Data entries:
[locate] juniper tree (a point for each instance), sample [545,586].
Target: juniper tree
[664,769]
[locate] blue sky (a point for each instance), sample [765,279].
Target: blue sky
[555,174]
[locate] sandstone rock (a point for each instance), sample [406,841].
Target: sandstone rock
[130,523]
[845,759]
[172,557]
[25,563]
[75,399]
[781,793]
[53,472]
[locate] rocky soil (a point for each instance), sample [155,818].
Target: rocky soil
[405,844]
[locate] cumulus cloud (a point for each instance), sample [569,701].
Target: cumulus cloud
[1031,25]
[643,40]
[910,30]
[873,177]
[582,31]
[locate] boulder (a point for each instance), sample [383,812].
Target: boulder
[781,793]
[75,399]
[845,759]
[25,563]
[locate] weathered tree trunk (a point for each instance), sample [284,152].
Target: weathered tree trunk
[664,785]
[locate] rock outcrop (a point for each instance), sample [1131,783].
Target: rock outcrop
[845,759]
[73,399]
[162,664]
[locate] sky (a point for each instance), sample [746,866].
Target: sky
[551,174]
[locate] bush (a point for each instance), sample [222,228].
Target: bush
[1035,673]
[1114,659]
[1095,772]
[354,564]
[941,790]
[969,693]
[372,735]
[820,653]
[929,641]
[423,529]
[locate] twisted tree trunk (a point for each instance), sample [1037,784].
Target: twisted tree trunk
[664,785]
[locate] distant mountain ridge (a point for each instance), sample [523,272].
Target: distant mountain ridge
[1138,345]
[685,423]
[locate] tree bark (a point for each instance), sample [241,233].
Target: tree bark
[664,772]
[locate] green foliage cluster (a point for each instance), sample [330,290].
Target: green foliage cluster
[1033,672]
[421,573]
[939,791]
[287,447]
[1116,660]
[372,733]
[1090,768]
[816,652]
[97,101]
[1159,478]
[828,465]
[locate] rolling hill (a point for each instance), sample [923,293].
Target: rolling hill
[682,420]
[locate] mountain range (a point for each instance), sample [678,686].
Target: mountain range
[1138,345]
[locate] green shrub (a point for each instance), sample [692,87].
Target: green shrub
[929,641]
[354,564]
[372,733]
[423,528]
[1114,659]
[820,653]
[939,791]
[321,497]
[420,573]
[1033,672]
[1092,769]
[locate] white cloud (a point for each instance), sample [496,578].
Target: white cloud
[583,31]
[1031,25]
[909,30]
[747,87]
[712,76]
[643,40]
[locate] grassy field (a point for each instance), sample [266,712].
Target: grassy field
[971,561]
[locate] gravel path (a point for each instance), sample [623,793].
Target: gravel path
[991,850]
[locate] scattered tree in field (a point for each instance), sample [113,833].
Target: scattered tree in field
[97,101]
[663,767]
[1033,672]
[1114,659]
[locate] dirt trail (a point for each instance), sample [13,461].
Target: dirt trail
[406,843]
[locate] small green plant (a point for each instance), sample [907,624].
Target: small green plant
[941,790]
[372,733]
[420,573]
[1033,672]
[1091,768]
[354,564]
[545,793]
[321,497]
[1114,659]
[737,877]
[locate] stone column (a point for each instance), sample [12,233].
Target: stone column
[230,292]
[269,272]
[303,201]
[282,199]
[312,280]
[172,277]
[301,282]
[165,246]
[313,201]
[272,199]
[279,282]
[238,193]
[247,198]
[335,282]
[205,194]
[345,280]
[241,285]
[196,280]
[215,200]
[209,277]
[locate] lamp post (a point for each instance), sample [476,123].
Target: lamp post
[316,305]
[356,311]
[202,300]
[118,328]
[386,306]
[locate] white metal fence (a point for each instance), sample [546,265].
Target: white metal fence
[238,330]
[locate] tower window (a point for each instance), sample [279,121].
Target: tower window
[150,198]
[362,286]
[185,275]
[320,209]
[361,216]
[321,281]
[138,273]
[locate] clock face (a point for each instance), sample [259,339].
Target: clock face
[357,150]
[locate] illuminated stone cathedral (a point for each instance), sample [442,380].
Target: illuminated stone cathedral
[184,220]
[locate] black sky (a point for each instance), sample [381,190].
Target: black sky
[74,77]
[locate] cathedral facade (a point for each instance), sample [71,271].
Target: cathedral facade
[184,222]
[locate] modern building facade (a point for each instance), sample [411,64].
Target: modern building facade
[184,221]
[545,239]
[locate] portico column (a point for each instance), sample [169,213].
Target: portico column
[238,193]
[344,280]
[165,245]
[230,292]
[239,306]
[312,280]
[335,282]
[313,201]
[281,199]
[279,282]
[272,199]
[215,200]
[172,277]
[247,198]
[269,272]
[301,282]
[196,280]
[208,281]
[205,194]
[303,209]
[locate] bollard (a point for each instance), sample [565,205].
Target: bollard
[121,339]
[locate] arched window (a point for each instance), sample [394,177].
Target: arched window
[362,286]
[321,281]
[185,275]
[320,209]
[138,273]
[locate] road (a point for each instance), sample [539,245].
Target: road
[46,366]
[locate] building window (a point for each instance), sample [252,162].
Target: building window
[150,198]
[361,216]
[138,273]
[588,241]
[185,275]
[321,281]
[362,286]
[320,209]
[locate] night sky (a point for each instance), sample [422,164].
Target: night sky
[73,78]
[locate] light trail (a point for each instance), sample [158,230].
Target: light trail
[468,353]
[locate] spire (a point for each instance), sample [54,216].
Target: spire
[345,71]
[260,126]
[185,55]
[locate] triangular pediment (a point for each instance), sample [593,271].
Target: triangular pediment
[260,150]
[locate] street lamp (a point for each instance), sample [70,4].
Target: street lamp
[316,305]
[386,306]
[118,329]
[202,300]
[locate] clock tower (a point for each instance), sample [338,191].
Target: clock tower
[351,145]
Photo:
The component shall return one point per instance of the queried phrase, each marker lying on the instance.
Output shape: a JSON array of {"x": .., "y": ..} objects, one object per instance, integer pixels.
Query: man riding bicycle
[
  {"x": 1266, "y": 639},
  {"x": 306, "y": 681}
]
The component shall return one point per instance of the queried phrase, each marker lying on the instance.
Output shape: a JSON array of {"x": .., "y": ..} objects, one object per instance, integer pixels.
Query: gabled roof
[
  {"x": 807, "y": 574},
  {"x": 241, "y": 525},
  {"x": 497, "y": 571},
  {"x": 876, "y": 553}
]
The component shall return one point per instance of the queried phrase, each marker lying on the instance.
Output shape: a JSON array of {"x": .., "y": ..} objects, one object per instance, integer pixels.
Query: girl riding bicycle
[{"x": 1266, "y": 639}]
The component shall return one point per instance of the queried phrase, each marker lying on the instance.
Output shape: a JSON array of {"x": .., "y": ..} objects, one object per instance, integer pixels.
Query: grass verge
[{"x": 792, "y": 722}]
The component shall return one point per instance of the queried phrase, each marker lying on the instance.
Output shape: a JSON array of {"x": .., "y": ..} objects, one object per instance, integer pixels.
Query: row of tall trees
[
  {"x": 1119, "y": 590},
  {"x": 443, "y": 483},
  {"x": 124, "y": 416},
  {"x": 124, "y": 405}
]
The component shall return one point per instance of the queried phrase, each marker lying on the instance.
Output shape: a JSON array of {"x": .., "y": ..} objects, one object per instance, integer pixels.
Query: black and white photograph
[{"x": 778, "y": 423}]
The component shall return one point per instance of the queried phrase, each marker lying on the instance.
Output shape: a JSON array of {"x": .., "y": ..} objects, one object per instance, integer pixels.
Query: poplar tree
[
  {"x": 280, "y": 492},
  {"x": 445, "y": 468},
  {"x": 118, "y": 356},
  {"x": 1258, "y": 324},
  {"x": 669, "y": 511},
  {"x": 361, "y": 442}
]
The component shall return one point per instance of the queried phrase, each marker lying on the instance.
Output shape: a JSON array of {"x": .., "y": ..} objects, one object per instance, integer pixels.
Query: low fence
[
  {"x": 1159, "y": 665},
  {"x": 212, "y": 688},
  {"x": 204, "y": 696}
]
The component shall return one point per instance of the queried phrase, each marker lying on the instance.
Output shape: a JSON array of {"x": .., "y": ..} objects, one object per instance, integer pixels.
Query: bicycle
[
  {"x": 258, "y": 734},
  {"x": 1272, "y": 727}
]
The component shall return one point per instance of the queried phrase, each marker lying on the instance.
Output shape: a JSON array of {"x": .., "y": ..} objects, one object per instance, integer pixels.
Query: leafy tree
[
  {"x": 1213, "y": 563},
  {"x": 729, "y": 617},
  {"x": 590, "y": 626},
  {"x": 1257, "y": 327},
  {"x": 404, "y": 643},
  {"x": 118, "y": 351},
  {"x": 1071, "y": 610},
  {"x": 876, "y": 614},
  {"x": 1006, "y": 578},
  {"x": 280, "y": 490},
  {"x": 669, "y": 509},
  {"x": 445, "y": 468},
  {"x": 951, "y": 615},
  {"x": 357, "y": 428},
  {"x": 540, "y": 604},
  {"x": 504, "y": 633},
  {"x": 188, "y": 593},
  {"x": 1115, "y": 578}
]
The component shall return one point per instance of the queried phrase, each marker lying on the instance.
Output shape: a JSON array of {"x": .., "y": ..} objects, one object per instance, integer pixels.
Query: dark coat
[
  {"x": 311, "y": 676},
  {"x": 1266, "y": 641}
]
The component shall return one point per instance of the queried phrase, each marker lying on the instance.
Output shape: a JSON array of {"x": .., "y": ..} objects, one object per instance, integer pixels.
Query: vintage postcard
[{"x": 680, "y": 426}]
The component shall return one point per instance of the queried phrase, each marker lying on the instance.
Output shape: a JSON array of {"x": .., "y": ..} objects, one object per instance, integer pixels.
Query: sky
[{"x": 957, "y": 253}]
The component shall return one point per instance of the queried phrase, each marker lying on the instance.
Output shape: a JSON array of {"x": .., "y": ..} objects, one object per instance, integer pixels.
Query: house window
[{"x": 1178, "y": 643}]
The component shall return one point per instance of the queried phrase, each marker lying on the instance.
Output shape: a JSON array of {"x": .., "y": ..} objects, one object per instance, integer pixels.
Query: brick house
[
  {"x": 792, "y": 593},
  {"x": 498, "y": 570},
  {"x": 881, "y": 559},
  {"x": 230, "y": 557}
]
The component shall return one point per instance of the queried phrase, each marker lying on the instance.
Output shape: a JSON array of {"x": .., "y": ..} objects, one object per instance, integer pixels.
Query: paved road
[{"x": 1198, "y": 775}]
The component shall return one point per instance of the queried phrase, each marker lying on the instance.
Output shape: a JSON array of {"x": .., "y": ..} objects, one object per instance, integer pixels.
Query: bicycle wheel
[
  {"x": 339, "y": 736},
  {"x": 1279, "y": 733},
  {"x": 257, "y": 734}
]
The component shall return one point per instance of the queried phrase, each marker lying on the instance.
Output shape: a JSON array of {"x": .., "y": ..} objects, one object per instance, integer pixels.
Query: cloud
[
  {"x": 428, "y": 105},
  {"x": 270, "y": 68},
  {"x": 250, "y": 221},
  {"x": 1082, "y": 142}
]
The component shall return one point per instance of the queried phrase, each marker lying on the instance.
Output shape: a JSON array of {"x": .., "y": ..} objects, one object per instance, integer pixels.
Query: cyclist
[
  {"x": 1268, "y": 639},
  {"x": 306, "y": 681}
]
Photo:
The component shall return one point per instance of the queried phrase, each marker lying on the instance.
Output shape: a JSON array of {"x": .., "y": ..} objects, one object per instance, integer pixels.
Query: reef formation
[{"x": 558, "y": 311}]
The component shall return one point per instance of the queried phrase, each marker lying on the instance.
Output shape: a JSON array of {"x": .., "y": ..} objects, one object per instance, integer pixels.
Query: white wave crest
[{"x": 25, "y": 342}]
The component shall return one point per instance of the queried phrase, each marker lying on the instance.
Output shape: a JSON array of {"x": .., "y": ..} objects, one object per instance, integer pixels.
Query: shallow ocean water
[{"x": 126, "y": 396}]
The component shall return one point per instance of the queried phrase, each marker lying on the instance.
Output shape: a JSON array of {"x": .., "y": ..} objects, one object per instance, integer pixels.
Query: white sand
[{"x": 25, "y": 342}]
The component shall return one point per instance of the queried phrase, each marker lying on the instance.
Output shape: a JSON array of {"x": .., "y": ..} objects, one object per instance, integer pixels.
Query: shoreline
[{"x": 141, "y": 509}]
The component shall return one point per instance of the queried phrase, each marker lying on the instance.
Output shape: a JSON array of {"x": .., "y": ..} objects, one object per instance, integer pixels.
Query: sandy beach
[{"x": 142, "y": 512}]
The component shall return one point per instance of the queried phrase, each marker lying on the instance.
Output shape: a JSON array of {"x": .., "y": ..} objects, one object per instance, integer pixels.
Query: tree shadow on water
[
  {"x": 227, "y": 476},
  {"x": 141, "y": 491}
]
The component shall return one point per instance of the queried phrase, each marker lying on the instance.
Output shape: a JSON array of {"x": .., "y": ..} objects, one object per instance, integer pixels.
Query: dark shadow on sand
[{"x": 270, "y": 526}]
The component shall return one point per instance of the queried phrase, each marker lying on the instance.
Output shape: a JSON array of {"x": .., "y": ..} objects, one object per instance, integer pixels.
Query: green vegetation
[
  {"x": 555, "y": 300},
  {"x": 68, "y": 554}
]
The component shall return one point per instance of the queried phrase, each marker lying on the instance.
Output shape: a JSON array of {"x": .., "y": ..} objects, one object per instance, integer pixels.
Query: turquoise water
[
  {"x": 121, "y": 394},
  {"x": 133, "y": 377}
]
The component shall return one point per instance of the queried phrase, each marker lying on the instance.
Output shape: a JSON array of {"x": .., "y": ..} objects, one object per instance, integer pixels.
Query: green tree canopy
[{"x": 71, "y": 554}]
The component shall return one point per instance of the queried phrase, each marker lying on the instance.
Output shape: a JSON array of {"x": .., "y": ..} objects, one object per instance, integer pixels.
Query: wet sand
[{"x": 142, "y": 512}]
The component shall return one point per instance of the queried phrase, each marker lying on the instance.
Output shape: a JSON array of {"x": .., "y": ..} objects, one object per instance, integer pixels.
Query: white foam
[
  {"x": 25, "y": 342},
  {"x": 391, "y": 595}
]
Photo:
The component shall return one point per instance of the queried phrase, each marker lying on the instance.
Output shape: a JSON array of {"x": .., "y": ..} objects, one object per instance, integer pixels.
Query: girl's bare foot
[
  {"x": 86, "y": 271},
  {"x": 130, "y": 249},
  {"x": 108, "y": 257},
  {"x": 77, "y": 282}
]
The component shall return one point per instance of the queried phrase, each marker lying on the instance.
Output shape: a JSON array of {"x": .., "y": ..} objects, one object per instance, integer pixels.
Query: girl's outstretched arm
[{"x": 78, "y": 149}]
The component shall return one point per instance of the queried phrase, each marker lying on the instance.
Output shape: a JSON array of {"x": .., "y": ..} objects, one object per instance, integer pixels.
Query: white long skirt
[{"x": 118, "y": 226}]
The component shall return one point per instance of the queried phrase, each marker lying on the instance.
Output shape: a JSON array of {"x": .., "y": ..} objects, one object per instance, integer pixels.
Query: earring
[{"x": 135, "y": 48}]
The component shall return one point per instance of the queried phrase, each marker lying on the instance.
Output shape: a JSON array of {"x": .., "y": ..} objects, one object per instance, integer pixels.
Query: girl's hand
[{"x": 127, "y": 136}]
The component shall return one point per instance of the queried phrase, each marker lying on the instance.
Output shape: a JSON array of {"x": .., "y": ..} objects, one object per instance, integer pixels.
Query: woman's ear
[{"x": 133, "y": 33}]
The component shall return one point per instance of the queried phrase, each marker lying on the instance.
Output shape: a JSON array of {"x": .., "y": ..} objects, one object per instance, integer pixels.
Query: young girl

Challenge → Pull out every line above that contains the string "water", copying each one in full.

The completed task →
Query: shallow ocean water
Query: tree shadow on water
Query: turquoise water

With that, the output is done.